* **What you are asked to do**: Transcribe every line exactly and omit anything that is a picture.

begin Records to use

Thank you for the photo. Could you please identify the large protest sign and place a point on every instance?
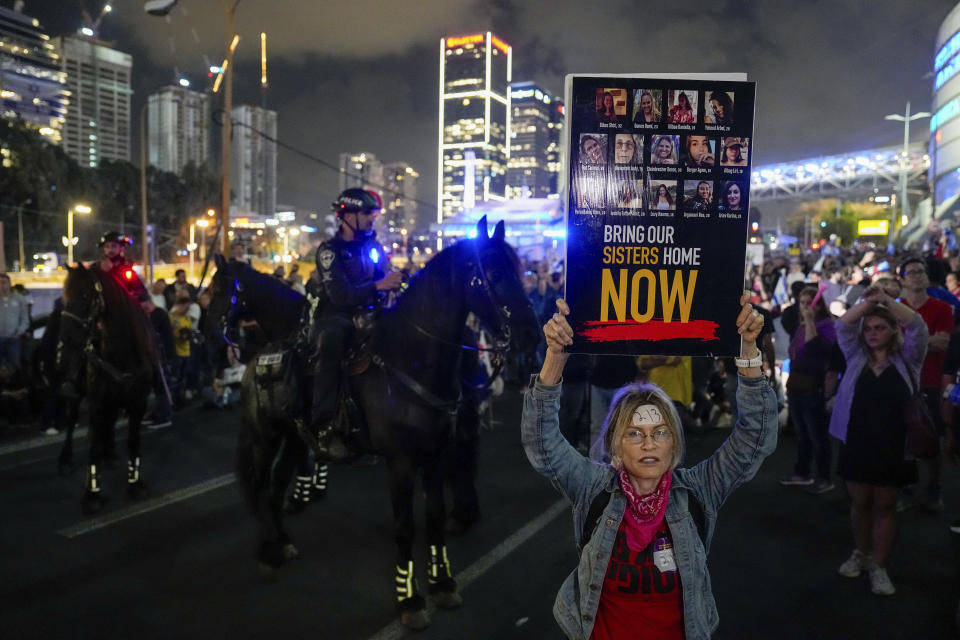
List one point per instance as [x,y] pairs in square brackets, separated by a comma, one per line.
[657,200]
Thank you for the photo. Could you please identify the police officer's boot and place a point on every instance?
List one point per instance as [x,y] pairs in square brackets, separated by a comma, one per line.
[330,445]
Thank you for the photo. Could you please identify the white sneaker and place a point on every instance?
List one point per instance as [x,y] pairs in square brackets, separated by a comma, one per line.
[855,564]
[880,582]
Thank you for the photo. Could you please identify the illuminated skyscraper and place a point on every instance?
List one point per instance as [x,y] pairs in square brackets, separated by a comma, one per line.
[253,165]
[474,122]
[400,198]
[98,118]
[178,128]
[536,120]
[33,87]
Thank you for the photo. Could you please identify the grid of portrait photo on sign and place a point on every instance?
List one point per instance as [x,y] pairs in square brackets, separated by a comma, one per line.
[690,138]
[659,175]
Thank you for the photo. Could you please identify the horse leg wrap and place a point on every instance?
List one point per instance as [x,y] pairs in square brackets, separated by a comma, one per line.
[93,479]
[440,575]
[320,478]
[302,489]
[406,583]
[133,470]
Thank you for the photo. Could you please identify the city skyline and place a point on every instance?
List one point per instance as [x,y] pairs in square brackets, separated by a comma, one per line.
[333,96]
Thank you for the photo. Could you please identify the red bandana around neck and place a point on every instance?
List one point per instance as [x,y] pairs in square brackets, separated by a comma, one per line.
[644,513]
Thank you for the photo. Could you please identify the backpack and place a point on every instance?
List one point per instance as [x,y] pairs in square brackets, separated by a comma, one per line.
[602,499]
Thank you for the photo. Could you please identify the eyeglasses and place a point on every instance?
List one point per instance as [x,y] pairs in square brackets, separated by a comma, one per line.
[874,328]
[635,436]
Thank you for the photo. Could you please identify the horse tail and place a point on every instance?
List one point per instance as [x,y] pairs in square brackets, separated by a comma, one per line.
[253,472]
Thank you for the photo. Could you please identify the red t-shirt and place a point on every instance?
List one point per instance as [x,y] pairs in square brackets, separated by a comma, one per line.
[939,317]
[638,600]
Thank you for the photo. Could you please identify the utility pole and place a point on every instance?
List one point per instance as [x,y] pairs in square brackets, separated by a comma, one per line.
[904,202]
[230,11]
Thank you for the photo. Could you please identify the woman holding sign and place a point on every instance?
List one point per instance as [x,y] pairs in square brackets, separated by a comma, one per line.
[631,515]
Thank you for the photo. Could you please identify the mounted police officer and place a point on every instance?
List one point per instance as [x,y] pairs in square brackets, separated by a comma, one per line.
[353,271]
[115,262]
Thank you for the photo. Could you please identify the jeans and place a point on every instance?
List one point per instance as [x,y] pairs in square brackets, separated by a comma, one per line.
[810,420]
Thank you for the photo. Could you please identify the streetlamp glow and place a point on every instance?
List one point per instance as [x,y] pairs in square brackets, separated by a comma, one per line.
[70,240]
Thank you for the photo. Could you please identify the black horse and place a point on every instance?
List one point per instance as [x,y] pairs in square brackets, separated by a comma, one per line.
[407,399]
[104,331]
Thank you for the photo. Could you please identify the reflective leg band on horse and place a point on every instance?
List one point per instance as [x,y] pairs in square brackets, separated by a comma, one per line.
[93,480]
[320,477]
[133,470]
[406,584]
[439,564]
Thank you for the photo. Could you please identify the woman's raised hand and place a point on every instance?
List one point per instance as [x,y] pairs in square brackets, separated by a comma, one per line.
[749,322]
[557,331]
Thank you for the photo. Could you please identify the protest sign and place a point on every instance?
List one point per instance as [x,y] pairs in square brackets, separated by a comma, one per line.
[658,181]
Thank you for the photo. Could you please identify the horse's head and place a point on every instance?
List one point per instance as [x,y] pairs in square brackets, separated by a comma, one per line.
[495,290]
[224,304]
[82,306]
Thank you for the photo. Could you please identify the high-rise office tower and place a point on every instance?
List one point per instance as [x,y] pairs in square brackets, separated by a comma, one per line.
[362,170]
[178,128]
[253,161]
[400,198]
[536,120]
[474,122]
[33,87]
[98,118]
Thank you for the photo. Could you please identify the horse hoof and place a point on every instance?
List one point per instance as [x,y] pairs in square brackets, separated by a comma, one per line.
[92,503]
[456,527]
[417,620]
[447,599]
[137,490]
[294,506]
[268,573]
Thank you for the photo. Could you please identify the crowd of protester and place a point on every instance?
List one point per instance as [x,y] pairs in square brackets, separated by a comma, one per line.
[193,372]
[822,314]
[849,335]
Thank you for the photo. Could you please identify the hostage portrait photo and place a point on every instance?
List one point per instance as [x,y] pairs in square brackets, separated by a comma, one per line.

end Records to use

* **Answer to this exercise**:
Thank you for the photo. Could you please identify the large protest sign and place a point on every instance?
List one point per instance as [x,y] pairs in square brackets, separated by a comma, one per line.
[657,200]
Thank you for the photo. Could you please identify the police officer's boot and place a point on every instance?
List one point per instance as [x,y] pairs in square brackets, separated by a comma, one per line.
[330,445]
Thank you for the photo. Could you please identify the white sneaker and place a point on every instance?
List one point per instance as [x,y] pairs in square brackets, separated by a comma, one per line.
[855,564]
[880,582]
Thank you for the photo. Could you please identify the illuminated skyscraper and place a point on every instance?
List one point per instance as [x,y] pairs in square brackets, separated by a comma, one per line.
[253,165]
[474,122]
[400,198]
[98,118]
[178,128]
[536,120]
[33,87]
Thank you for the photo. Could you please identify the grid of portrait photo on sign and place a point on every instance?
List one point per instance as [x,y] pairs in square brackets, separated by a comma, one per line.
[690,138]
[659,175]
Thank you for the photo. Could you please identify the horse leg wrap and place a point on every instance?
List one point per instance as [x,y] pairs in square brackets, separated by a comma, one per line.
[93,479]
[440,575]
[320,478]
[302,489]
[406,583]
[133,470]
Thank you for the photo. Could you please identify the city skyline and place a point on every instance?
List one point per instance as [x,y] pairs in square brackets, separated by a comma, one per line.
[333,96]
Thank you for the photo. Could you please identify the red bandana around neck and place a point on every instance?
List one point per instance as [x,y] pairs in square brackets, separated by a comma, one per line.
[644,513]
Thank you for the photo. Could you please identify the backpack and place a point on every instance?
List one point per instance as [x,y] pairs in square brackets, separated by a comma, one per line.
[602,499]
Thank you for the photo. Could you please identify the eyeglasses and place a point on every instance?
List one point per instance as [x,y] pairs in square brackets, separated by a comma, one per line.
[874,328]
[635,436]
Thank you for the photo. Could you please identify the horse tail and place a point on every instance?
List one point per instance as [x,y] pairs in square brackets, separated by a comma, one per line.
[253,472]
Thank you for the photo. Could you please identify the red t-shirt and place a point on every instance?
List one point per instance as [x,y] pairs in square brackets, separated by a comma, one per line.
[939,317]
[638,600]
Thank you for the photo. Could you please identify the utility pole and place a point on every instance?
List one point per instance as [x,y] pairs in square brackets, separated by a comma, one per line.
[904,202]
[230,11]
Thank you for the photo. Could you please identify the woman holding sign and place a point on every instance?
List one point per instance as [x,y] pairs in square brackets, separated by a comma, one per line.
[631,515]
Thank you for the photo. Could you please identify the mounted police officer and place a point on every instance?
List one point per instance as [x,y] pairs in square brackets, separated by a comma, one per line.
[353,271]
[115,262]
Thank you for the photo. Could you please identify the jeans and place a point on every instance?
List one point per instance as [x,y] pairs in square brackets, separated by a comma, one per line.
[810,420]
Thank you for the photo. Could you please identify the streetlamp glow and place a point on every instance?
List one point per instance as [x,y] pairs in square brackets, separated by a comma, one per line.
[70,240]
Thank you for the photo. Could you please identify the black horse and place a point on every instance?
List one point per instance as [x,y] pairs in square brackets, separated by a comma, one per line.
[407,399]
[104,331]
Thank you for the photo. Could you please identify the reflective leg band on horse and place a point on every instance?
List one point per instance as [x,y] pairs in square brackets, separated by a comma, one per line.
[93,480]
[320,477]
[133,470]
[406,584]
[439,564]
Thank you for the photo. Could you please identify the woman's raised hand and place a point on every instance?
List one point per instance as [x,y] pairs in square brackets, separated by a comma, one per line.
[749,322]
[557,331]
Thank you for the photo. Could you please identify the protest sign and place a point on every instance?
List one point per instance as [x,y] pairs in square brackets, separated by a comma, one per line.
[658,181]
Thank you for the photo. Could you please identify the horse's head and place a point on every instance?
List one point per instance as [x,y] pairs in square brackets, separated by a comma, one per line.
[495,290]
[224,304]
[82,306]
Thank you for the photo. Could you please identify the high-rise office tower and place a point on every instance?
List one point per instance as [x,y] pairs in square brackets, separated by a comma, one per line.
[362,170]
[178,128]
[253,161]
[400,198]
[536,120]
[474,122]
[33,87]
[98,118]
Thank you for the photo. Could you please identify the horse hoof and place a point on every instance?
List one point per instance as [x,y] pairs in square brackets, separated by a comma, one per line.
[92,503]
[456,527]
[417,620]
[447,599]
[137,490]
[294,506]
[268,573]
Thank you for the photo. Could you please identify the crowd of protester and place a point on every instance?
List one point per instance as [x,y] pairs in square brackets, separated by a comma, one per line.
[193,372]
[822,314]
[849,335]
Thank you for the photo. Could you please identify the hostage portrait photo and place a point on every instance?
List one point per instance as [x,y] pairs in square brackets, separated by a comma, one per line.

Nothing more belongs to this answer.